Today the Ghost Ranch is an education and retreat center owned by the Presbyterian Church. But you need not be a church member or go on a retreat to visit or even stay there; all visitors are welcome. When arriving at the Ghost Ranch, visitors check in at the Welcome Center. There is a $5/person fee for day visitors. You can also join in at meals in the dining hall (for a small additional fee) or even stay overnight if not full (reservations are available).  For visitors not partaking in a retreat or organized educational event, the day pass offers access to hiking trails, the ranch’s museums (an anthropology museum and a paleontology museum), restrooms, trading post, and the rest of the campus grounds.

I had very little knowledge of the Ghost Ranch, other than it was a good place for photography, prior to our arrival. The Welcome Center was closed when we drove up, but a woman was just leaving the building as we got out of the car. It turns out she was the Executive Director of the ranch. She suggested a couple hikes, invited us to dinner at the dining hall, opened the Welcome Center to let us use the restrooms, and told us a bit of history about the ranch. Apparently, the ranch was originally owned by a pair of cattle rustlers and thieves, who kept their pilfered livestock in a box canyon on the ranch. To keep people out, they told stories of evil spirits that haunted the area. This led to the original name Ranch of the Witches which was eventually changed to the Ghost Ranch. Arthur Pack, an east-coast conservationist, purchased the ranch in the 1930s. He sold a small piece of it to Georgia O’Keeffe, who kept a studio there and painted many of the Ghost Ranch landscapes. Pack donated the ranch to the Presbyterian Church in the 1950s to be used as a retreat center.

* **Dataset lines on where objects appear**
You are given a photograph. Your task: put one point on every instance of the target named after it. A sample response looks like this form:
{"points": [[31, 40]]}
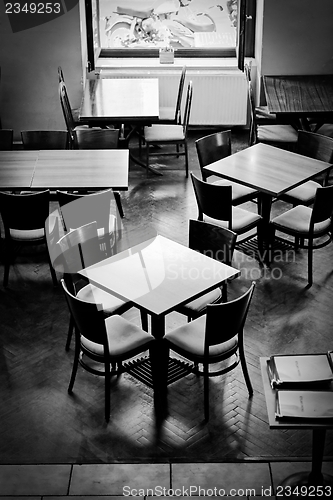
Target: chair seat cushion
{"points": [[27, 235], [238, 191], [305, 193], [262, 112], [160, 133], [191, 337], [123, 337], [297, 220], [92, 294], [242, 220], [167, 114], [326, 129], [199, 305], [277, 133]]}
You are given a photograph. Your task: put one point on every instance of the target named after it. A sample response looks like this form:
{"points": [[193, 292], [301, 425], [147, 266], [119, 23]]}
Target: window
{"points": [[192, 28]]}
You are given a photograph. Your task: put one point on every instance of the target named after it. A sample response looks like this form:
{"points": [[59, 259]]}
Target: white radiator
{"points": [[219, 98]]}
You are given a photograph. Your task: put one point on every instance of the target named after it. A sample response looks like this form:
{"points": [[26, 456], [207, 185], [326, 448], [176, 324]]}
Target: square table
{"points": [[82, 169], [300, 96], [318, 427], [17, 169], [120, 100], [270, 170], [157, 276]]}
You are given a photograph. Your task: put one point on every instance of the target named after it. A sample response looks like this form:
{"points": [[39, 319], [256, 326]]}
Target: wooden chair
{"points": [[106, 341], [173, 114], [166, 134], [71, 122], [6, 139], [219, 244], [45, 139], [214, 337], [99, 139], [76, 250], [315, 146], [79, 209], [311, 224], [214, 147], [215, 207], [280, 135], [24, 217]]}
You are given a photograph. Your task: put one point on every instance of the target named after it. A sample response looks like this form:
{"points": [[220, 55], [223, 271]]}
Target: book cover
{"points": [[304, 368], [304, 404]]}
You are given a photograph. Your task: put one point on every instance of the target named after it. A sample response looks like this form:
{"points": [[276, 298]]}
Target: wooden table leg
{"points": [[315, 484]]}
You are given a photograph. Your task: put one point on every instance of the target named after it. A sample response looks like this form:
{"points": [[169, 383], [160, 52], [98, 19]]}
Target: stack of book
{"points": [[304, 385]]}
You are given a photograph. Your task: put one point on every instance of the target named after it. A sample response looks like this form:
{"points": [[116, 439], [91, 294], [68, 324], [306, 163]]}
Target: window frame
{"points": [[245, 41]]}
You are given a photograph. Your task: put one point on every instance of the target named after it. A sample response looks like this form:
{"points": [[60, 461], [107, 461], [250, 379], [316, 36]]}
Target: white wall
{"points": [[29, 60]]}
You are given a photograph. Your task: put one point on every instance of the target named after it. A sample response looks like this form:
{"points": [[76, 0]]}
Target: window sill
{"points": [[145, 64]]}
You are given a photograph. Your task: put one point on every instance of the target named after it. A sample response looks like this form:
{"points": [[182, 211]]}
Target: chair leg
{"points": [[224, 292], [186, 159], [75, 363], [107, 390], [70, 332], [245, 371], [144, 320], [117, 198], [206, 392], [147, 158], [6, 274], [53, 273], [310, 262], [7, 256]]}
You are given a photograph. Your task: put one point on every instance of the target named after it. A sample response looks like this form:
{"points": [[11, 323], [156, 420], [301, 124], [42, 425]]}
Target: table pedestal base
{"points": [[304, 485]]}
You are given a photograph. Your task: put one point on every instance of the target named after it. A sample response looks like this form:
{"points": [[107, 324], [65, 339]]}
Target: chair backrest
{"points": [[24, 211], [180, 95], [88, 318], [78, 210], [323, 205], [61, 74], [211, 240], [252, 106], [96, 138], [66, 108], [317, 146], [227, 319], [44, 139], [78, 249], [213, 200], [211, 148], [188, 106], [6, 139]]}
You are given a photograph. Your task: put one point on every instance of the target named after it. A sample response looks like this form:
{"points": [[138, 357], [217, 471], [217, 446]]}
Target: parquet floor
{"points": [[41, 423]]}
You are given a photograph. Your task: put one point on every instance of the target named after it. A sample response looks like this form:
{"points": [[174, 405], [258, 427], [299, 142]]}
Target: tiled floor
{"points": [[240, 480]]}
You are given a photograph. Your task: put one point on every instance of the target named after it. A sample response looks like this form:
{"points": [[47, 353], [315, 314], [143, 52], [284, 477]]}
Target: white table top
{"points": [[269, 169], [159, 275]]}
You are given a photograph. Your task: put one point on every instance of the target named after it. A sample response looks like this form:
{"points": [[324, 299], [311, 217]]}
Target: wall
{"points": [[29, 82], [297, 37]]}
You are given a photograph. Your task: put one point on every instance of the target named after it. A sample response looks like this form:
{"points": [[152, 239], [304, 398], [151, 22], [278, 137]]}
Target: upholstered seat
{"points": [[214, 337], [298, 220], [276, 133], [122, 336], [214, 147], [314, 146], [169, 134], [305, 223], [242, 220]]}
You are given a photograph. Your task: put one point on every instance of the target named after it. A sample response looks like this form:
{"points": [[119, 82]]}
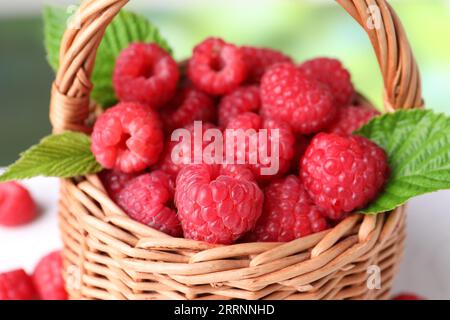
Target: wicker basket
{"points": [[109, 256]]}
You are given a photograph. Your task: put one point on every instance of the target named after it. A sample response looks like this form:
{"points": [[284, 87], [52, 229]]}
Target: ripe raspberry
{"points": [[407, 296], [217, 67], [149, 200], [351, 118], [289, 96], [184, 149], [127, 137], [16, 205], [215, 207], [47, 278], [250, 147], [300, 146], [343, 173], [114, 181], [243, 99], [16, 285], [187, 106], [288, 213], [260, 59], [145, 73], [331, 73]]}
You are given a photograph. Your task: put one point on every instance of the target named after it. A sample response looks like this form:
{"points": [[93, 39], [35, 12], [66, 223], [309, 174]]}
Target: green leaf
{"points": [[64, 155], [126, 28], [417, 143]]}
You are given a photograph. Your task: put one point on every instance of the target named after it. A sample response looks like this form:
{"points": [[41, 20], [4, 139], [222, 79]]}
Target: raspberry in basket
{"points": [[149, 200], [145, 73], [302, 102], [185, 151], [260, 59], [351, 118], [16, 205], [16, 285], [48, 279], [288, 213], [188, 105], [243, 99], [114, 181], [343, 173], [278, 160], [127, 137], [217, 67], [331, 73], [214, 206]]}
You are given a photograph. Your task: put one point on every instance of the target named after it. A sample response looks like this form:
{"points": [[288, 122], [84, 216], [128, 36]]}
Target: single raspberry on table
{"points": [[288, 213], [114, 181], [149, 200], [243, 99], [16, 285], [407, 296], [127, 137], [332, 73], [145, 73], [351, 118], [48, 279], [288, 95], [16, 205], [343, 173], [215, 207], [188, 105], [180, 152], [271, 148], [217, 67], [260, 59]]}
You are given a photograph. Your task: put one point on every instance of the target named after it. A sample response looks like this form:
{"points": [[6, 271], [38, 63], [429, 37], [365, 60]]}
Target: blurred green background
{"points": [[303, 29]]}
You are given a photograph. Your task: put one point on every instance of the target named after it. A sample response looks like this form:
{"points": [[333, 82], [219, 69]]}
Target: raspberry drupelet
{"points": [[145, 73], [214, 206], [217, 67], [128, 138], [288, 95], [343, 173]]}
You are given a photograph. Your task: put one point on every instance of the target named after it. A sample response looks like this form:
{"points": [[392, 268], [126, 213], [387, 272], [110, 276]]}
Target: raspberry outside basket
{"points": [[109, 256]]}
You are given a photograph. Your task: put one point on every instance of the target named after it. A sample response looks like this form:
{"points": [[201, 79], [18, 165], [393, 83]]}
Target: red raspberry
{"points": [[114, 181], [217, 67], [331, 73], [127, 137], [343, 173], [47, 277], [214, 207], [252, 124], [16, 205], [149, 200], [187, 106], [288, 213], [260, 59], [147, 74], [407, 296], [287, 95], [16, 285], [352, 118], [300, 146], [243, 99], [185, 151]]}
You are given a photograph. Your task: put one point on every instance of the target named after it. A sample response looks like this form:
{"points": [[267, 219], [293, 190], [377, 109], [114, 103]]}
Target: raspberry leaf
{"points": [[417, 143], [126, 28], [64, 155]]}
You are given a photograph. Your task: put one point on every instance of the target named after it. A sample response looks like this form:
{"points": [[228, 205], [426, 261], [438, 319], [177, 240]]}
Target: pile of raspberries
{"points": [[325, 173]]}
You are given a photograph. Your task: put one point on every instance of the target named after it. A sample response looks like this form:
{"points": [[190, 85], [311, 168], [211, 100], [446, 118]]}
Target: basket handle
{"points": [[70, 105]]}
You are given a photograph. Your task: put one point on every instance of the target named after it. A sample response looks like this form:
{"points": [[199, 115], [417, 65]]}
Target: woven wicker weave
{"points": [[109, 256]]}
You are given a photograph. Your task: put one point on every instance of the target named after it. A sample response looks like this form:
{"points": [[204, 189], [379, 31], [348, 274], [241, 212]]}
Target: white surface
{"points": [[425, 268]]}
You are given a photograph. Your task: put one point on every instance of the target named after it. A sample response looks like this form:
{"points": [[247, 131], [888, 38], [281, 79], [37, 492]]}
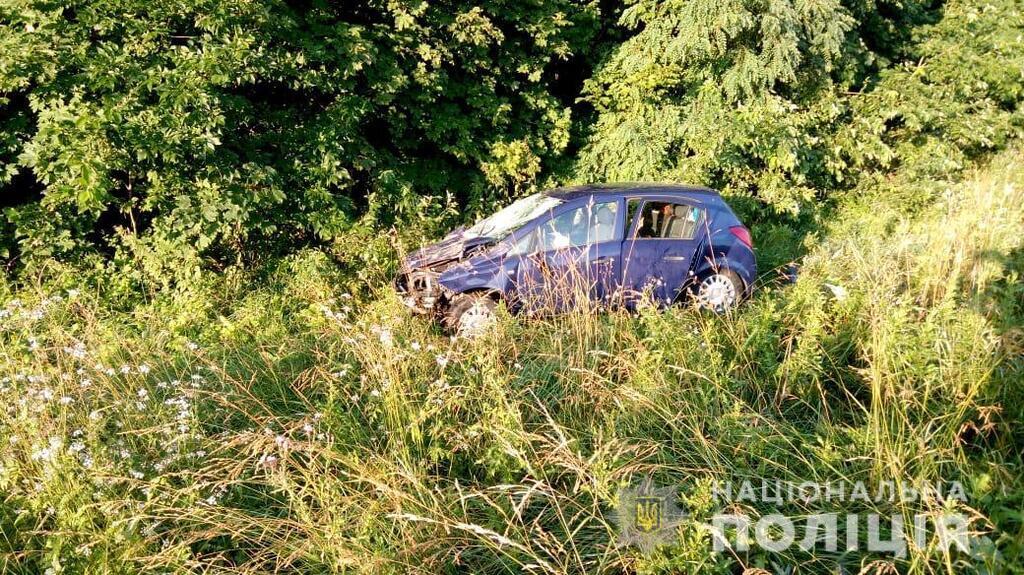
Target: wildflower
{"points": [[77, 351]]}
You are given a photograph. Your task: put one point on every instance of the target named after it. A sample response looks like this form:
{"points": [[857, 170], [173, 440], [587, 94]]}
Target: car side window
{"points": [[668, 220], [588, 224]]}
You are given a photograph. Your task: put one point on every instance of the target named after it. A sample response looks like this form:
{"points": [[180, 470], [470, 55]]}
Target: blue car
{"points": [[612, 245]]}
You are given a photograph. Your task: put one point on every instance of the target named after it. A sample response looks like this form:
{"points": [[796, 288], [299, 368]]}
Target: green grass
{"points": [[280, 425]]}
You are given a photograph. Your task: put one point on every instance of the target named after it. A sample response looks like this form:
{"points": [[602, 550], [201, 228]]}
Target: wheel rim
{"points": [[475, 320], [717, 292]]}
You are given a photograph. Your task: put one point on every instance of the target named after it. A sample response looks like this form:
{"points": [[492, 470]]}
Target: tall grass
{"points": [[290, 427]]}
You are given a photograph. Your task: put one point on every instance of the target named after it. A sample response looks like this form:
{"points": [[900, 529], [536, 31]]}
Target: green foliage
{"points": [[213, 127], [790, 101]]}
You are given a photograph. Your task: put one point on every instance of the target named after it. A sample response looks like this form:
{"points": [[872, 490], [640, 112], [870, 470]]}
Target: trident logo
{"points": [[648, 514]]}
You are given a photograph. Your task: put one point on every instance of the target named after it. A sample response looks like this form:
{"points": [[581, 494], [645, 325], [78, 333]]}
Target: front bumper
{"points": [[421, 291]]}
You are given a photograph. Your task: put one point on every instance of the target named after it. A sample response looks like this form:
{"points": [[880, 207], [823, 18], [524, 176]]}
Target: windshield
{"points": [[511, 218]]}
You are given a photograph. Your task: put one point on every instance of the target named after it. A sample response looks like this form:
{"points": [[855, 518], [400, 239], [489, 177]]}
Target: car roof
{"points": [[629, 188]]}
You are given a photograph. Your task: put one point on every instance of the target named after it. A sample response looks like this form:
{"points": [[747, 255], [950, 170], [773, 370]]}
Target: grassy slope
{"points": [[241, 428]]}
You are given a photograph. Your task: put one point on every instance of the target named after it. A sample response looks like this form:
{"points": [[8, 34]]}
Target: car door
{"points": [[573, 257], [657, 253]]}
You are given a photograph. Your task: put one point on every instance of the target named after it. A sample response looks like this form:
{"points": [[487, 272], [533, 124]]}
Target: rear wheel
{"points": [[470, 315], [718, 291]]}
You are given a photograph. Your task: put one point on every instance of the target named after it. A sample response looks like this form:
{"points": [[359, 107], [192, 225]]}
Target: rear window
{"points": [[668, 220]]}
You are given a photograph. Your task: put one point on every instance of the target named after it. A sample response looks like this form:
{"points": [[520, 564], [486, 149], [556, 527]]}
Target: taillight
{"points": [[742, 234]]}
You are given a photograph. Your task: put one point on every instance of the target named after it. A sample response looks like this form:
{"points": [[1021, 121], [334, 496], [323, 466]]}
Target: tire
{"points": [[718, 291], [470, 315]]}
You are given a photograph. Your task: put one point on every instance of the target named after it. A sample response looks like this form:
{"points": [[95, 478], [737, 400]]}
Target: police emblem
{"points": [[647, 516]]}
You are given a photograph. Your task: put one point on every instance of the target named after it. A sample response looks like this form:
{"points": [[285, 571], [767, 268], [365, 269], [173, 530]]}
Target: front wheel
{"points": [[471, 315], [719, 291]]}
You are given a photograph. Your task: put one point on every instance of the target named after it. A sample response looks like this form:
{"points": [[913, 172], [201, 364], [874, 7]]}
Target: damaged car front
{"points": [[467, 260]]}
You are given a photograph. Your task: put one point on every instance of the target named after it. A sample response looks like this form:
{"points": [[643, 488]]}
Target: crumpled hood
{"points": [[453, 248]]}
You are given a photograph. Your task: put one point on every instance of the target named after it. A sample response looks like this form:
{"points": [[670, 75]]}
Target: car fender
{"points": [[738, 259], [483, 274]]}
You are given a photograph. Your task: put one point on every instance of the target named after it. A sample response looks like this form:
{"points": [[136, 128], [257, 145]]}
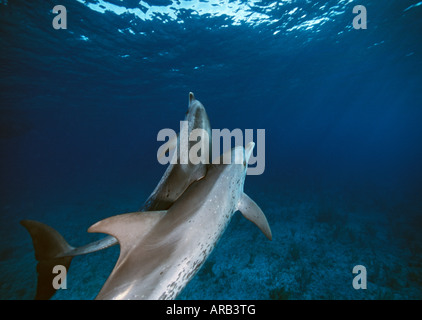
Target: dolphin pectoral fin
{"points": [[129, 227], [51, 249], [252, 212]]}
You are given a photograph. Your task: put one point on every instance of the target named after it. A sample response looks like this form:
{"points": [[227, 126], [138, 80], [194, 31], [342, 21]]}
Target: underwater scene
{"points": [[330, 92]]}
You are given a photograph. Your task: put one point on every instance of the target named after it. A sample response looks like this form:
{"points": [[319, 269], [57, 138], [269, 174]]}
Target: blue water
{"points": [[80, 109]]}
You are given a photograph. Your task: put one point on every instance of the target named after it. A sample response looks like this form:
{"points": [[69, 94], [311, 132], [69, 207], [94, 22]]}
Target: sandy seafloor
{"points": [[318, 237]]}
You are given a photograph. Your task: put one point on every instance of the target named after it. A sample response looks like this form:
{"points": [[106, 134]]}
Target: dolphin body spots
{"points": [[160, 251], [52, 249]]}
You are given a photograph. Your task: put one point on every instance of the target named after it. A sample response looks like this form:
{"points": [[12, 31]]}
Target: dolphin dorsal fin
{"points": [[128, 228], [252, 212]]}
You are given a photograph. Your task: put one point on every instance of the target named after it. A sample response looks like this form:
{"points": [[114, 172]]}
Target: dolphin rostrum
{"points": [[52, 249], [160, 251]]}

* **What to do**
1 – Rewrite the Ghost Ranch passage from "Today the Ghost" up to and including "the campus grounds.", swapping "Welcome Center" for "Visitor Center".
2 – According to the Ghost Ranch passage, who bought the ranch in the 1930s?

* **Task results**
1 –
Today the Ghost Ranch is an education and retreat center owned by the Presbyterian Church. But you need not be a church member or go on a retreat to visit or even stay there; all visitors are welcome. When arriving at the Ghost Ranch, visitors check in at the Visitor Center. There is a $5/person fee for day visitors. You can also join in at meals in the dining hall (for a small additional fee) or even stay overnight if not full (reservations are available).  For visitors not partaking in a retreat or organized educational event, the day pass offers access to hiking trails, the ranch’s museums (an anthropology museum and a paleontology museum), restrooms, trading post, and the rest of the campus grounds.

2 – Arthur Pack, an east-coast conservationist.